begin RECORDED DATA
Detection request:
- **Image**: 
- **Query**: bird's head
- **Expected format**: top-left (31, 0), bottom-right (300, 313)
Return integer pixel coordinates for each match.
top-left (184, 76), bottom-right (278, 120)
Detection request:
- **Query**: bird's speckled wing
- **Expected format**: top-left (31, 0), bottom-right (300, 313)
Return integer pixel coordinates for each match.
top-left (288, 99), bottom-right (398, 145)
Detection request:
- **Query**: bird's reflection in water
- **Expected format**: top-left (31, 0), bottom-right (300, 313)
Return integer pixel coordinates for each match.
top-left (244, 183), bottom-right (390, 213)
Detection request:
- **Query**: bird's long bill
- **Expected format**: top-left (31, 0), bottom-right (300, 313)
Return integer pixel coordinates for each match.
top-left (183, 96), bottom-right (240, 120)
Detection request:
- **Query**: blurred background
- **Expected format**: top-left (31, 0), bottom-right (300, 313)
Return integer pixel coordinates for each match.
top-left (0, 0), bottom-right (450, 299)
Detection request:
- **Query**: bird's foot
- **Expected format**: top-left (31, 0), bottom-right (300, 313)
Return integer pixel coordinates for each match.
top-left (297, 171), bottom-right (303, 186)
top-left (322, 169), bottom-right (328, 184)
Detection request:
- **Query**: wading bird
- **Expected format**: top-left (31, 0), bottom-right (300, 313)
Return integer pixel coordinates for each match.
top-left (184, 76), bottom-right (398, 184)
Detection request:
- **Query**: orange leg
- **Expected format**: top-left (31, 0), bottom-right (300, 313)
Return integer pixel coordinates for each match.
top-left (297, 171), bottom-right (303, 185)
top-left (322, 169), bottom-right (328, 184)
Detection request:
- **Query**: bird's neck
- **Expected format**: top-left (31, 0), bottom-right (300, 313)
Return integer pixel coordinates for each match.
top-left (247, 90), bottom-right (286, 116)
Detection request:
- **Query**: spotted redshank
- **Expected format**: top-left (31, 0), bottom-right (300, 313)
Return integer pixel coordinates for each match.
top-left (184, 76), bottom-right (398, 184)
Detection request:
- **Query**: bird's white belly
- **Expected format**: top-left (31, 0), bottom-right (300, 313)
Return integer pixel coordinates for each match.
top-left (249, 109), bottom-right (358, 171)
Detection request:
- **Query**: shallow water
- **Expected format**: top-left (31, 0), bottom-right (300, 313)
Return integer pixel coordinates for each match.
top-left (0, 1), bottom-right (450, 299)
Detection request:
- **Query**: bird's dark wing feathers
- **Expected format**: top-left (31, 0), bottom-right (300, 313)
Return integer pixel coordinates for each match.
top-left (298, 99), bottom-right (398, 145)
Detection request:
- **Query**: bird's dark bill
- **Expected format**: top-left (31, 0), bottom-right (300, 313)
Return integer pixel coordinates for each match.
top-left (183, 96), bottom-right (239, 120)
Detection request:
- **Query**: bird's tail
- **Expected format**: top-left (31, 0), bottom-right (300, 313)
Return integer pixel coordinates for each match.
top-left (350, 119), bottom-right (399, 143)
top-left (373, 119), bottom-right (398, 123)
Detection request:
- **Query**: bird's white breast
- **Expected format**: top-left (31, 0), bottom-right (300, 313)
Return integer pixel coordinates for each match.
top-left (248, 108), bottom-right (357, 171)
end RECORDED DATA
**REQUIREMENTS:**
Reproduce the entire listing above line for line, keeping every character unchanged.

**RESPONSE FOR THIS EXERCISE:**
Detection request:
- **Image**: 
- **Query**: bird's head
- **Expected format**: top-left (31, 0), bottom-right (300, 313)
Return integer pixel coordinates for each match.
top-left (184, 76), bottom-right (278, 120)
Detection request:
- **Query**: bird's speckled wing
- **Expected format**: top-left (31, 0), bottom-right (300, 313)
Return integer pixel coordinates for each match.
top-left (288, 99), bottom-right (398, 145)
Detection request:
- **Query**: bird's reflection in water
- **Expected format**: top-left (31, 0), bottom-right (300, 313)
Return integer pixel coordinates for each match.
top-left (244, 183), bottom-right (390, 213)
Detection request:
- **Query**: bird's long bill
- **Expected format**: top-left (31, 0), bottom-right (300, 313)
Return integer pixel coordinates for each match.
top-left (183, 96), bottom-right (240, 120)
Detection request:
- **Query**: blurred background
- **Expected format**: top-left (31, 0), bottom-right (300, 313)
Return integer pixel coordinates for each match.
top-left (0, 0), bottom-right (450, 299)
Detection request:
- **Query**: bird's foot
- **Expected format**: top-left (31, 0), bottom-right (300, 313)
Return integer pixel coordinates for each match.
top-left (297, 171), bottom-right (303, 186)
top-left (322, 169), bottom-right (328, 184)
Detection request:
- **Query**: wading bird
- **Expected format**: top-left (31, 0), bottom-right (300, 313)
Return integer pixel coordinates for each match.
top-left (184, 76), bottom-right (398, 184)
Detection request:
- **Query**: orange leg
- **Expected format**: top-left (31, 0), bottom-right (300, 313)
Return integer pixel coordinates for each match.
top-left (297, 171), bottom-right (303, 185)
top-left (322, 169), bottom-right (328, 184)
Detection request:
- **Query**: bird's neck
- **Expected format**: top-left (31, 0), bottom-right (300, 313)
Return integer pixel coordinates for each match.
top-left (247, 90), bottom-right (286, 116)
Detection request:
- **Query**: spotted redshank
- **Expected format**: top-left (31, 0), bottom-right (300, 313)
Return integer pixel coordinates for each match.
top-left (184, 76), bottom-right (398, 184)
Detection request:
- **Query**: bird's white belly
- **Expected format**: top-left (31, 0), bottom-right (300, 313)
Return integer pixel coordinates for each match.
top-left (249, 109), bottom-right (358, 171)
Detection request:
- **Query**: shallow water
- **Expected format**: top-left (31, 0), bottom-right (300, 313)
Return integer pixel coordinates for each match.
top-left (0, 1), bottom-right (450, 299)
Detection request:
- **Query**: bird's dark wing feathers
- **Expected format**: top-left (31, 0), bottom-right (300, 313)
Return integer pixel coordinates for each match.
top-left (298, 99), bottom-right (398, 145)
Detection request:
- **Query**: bird's dark bill
- **Expected format**: top-left (31, 0), bottom-right (300, 313)
Return integer pixel coordinates for each match.
top-left (183, 96), bottom-right (239, 120)
Detection request:
- **Query**: bird's tail
- **Expected format**: top-left (31, 0), bottom-right (300, 313)
Return integer pixel coordinates for each match.
top-left (350, 119), bottom-right (399, 143)
top-left (373, 119), bottom-right (398, 123)
Detection request:
- **Query**: bird's white breast
- **Expected format**: top-left (31, 0), bottom-right (300, 313)
Return integer pixel coordinates for each match.
top-left (248, 108), bottom-right (357, 171)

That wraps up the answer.